[Start Listed entries]

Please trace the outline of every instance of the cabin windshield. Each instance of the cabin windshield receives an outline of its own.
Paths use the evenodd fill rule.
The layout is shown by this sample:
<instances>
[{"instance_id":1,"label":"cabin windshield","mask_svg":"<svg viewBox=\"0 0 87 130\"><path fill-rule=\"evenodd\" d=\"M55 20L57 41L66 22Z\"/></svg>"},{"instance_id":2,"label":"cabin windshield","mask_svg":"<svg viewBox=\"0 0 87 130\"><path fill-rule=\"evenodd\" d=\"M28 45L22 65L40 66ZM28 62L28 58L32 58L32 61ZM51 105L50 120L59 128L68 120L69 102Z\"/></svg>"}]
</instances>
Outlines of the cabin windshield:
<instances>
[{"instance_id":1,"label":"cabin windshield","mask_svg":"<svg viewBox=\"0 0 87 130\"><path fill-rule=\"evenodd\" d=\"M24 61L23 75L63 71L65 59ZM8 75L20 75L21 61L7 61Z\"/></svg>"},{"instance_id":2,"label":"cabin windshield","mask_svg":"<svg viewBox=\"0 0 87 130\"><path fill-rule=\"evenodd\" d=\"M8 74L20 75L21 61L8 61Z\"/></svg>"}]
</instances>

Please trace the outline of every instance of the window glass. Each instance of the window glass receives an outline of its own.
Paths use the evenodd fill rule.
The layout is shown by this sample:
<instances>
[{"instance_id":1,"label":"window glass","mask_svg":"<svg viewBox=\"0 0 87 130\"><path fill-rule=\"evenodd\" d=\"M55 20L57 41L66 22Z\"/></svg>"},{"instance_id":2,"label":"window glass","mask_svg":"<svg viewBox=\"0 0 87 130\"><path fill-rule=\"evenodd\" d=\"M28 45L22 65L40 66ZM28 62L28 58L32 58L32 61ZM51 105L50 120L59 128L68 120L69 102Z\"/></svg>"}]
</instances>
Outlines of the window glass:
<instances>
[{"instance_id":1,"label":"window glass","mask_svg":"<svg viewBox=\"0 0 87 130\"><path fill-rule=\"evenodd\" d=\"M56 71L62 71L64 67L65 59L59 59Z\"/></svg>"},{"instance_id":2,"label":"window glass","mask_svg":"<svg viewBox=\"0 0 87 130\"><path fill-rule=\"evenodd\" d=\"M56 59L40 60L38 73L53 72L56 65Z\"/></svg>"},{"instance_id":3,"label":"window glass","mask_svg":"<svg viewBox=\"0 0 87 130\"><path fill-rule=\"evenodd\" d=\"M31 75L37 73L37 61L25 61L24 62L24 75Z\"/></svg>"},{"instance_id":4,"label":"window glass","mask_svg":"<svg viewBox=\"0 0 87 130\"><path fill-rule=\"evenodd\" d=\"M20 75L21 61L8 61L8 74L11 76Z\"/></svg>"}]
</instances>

[End Listed entries]

» Written instruction: Retype the records that precede this task, keeping them exactly the same.

» Problem solution:
Please trace the outline of every instance of the cabin windshield. Each instance of the cabin windshield receives an outline of its own.
Paths use the evenodd fill rule.
The layout is shown by this sample:
<instances>
[{"instance_id":1,"label":"cabin windshield","mask_svg":"<svg viewBox=\"0 0 87 130\"><path fill-rule=\"evenodd\" d=\"M55 20L57 41L66 22Z\"/></svg>"},{"instance_id":2,"label":"cabin windshield","mask_svg":"<svg viewBox=\"0 0 87 130\"><path fill-rule=\"evenodd\" d=\"M28 45L22 65L40 66ZM28 62L28 58L32 58L32 61ZM51 105L50 120L59 128L68 120L69 102Z\"/></svg>"}]
</instances>
Outlines of the cabin windshield:
<instances>
[{"instance_id":1,"label":"cabin windshield","mask_svg":"<svg viewBox=\"0 0 87 130\"><path fill-rule=\"evenodd\" d=\"M24 61L23 75L63 71L65 59ZM8 75L20 75L21 61L7 61Z\"/></svg>"},{"instance_id":2,"label":"cabin windshield","mask_svg":"<svg viewBox=\"0 0 87 130\"><path fill-rule=\"evenodd\" d=\"M8 74L20 75L21 61L8 61Z\"/></svg>"}]
</instances>

Please trace the outline of every instance of the window glass. Each instance of the window glass receives an outline of its own.
Paths use the evenodd fill rule.
The layout is shown by this sample:
<instances>
[{"instance_id":1,"label":"window glass","mask_svg":"<svg viewBox=\"0 0 87 130\"><path fill-rule=\"evenodd\" d=\"M55 20L57 41L66 22Z\"/></svg>"},{"instance_id":2,"label":"window glass","mask_svg":"<svg viewBox=\"0 0 87 130\"><path fill-rule=\"evenodd\" d=\"M28 45L22 65L40 66ZM28 62L28 58L32 58L32 61ZM51 105L50 120L59 128L68 120L69 102Z\"/></svg>"}]
</instances>
Outlines of the window glass:
<instances>
[{"instance_id":1,"label":"window glass","mask_svg":"<svg viewBox=\"0 0 87 130\"><path fill-rule=\"evenodd\" d=\"M56 71L62 71L64 67L65 59L59 59Z\"/></svg>"},{"instance_id":2,"label":"window glass","mask_svg":"<svg viewBox=\"0 0 87 130\"><path fill-rule=\"evenodd\" d=\"M56 59L40 60L38 73L53 72L56 65Z\"/></svg>"},{"instance_id":3,"label":"window glass","mask_svg":"<svg viewBox=\"0 0 87 130\"><path fill-rule=\"evenodd\" d=\"M31 75L37 73L37 61L25 61L24 62L24 75Z\"/></svg>"},{"instance_id":4,"label":"window glass","mask_svg":"<svg viewBox=\"0 0 87 130\"><path fill-rule=\"evenodd\" d=\"M20 75L21 61L8 61L8 74L11 76Z\"/></svg>"}]
</instances>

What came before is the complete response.